### Data provided
──────

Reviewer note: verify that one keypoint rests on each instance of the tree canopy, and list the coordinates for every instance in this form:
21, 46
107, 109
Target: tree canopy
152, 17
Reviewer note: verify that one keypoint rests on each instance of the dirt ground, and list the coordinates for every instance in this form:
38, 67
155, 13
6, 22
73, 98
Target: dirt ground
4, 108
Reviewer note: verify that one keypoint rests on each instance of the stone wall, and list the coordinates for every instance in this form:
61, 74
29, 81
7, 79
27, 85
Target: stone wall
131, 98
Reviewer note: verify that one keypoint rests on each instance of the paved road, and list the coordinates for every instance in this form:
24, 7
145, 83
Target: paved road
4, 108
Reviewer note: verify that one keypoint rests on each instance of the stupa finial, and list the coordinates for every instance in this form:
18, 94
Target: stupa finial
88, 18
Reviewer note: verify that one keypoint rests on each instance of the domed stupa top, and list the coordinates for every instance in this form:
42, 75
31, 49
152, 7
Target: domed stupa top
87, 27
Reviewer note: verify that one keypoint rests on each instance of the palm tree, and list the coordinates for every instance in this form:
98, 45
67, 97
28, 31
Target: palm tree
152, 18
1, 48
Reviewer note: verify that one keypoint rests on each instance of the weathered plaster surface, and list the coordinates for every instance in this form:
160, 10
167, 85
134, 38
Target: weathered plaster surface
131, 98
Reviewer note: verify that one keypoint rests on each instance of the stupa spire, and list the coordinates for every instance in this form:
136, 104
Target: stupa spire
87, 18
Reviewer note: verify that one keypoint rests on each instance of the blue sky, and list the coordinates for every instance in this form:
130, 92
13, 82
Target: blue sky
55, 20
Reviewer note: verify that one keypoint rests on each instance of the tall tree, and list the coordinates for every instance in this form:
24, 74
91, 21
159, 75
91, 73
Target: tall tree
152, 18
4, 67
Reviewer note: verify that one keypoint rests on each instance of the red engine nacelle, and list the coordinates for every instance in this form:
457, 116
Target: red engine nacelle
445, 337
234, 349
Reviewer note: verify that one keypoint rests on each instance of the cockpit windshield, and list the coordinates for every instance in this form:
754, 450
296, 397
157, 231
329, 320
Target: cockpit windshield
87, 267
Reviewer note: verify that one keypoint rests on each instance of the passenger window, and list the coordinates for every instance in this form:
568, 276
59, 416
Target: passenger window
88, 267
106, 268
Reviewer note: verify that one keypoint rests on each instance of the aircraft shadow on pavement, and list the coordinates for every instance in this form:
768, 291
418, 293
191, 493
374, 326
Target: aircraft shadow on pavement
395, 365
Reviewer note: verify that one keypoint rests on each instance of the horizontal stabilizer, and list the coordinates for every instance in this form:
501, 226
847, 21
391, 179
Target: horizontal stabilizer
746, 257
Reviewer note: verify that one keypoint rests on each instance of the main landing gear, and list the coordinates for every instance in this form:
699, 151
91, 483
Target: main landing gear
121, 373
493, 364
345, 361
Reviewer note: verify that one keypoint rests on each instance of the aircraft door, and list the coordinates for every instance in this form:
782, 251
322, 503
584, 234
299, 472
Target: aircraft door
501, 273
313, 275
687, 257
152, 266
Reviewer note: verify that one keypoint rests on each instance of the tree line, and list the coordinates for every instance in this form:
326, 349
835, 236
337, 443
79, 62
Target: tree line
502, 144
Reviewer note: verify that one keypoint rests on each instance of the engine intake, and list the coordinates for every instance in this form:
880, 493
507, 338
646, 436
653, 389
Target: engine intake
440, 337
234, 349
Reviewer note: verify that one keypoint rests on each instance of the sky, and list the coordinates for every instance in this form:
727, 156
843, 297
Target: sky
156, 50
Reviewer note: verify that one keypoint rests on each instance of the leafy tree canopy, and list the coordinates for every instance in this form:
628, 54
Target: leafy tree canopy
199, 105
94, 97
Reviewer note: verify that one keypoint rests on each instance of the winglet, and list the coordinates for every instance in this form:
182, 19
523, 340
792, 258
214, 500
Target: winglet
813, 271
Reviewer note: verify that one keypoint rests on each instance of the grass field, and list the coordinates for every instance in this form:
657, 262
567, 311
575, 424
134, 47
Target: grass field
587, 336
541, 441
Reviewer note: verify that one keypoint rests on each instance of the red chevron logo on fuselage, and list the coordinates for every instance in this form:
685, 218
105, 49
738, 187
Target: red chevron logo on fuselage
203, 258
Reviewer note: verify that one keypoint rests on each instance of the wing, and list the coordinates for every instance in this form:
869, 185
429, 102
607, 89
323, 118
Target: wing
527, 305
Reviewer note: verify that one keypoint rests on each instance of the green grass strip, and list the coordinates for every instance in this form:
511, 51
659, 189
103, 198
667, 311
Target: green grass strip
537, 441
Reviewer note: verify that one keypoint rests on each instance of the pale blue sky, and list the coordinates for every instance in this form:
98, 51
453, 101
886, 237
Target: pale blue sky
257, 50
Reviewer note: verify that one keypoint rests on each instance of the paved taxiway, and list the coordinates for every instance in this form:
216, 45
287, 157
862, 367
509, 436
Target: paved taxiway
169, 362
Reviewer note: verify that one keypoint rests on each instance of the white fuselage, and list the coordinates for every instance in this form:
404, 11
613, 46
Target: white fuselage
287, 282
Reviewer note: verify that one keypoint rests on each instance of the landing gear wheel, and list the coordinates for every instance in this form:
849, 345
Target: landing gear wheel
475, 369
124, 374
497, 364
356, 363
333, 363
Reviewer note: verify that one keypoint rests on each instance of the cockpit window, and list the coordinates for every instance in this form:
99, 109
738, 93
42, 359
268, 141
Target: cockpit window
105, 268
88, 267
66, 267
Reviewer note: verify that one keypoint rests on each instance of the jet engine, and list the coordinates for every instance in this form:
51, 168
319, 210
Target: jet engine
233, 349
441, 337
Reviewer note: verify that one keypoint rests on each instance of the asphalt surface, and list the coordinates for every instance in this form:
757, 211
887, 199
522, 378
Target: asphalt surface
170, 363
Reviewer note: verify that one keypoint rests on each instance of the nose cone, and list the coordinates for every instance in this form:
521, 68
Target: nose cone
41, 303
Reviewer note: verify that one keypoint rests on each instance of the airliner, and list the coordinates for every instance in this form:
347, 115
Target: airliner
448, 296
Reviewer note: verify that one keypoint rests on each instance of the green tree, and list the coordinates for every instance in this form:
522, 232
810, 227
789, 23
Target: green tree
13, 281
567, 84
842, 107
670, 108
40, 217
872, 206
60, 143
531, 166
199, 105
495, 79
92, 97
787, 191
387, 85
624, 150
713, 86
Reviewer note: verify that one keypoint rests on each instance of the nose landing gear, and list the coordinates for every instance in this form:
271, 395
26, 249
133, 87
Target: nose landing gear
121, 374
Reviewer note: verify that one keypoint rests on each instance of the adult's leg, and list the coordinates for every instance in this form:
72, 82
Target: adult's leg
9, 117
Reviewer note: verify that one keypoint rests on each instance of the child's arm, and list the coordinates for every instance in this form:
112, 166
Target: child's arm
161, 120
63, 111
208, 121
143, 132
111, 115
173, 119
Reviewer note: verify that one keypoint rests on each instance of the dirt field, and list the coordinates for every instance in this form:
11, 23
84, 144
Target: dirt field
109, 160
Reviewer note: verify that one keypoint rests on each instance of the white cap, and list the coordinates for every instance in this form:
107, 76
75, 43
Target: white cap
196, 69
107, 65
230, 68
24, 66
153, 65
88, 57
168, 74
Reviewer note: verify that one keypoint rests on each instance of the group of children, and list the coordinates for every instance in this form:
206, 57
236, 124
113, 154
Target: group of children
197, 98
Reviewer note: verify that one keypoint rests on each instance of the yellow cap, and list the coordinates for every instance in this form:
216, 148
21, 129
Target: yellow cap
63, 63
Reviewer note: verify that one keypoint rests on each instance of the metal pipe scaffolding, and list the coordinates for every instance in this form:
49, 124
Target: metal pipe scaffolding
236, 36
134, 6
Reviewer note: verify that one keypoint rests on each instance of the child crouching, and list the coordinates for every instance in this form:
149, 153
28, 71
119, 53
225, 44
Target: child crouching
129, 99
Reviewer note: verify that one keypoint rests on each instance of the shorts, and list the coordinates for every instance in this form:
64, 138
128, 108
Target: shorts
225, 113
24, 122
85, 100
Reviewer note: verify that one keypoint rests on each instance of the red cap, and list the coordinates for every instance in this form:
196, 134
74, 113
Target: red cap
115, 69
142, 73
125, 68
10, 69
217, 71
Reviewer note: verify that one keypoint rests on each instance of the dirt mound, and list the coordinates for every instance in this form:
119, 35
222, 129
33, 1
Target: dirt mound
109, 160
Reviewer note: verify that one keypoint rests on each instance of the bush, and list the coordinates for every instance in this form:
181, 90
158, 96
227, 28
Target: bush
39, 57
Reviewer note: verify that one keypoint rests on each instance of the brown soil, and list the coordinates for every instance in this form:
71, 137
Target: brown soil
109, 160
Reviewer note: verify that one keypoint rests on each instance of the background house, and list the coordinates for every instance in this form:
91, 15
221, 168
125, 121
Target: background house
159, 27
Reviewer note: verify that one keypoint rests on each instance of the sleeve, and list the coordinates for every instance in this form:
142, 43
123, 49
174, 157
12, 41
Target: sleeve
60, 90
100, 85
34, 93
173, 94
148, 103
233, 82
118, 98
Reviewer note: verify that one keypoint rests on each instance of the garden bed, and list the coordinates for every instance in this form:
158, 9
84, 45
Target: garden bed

──────

### Task to carry out
Using the material above, report each line where "garden" occurs.

### Expected answer
Reviewer note: verify that one keypoint rests on each instance of the garden bed, and list the coordinates for every instance in this form:
Target: garden bed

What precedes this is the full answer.